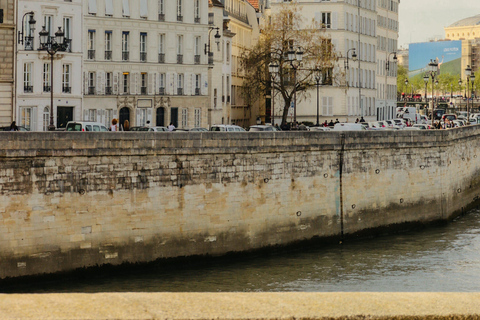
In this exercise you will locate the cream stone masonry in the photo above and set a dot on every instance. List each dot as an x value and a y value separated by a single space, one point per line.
73 200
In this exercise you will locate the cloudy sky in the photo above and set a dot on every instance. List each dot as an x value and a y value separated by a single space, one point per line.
423 20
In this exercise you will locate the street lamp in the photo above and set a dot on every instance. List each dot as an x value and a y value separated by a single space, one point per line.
318 82
432 72
273 69
207 45
52 45
295 59
31 24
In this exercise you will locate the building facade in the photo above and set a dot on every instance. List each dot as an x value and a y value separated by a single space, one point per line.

####

Beginning with the line that holds "In this exercise you will locate the street" and ending with the last line of the material, retype each line exactly and output nothing else.

In this exercise you will locate the street lamp in the photo above and set a dot on every instance. List each dot as an x value and a y value separated by a single space, one point per line.
318 82
432 72
273 69
207 45
52 45
295 59
31 24
In this exercise you will locate the building facade in the photo above and set a dot on every instance. List each dot as an x value and a y value separated by a single space, one point per line.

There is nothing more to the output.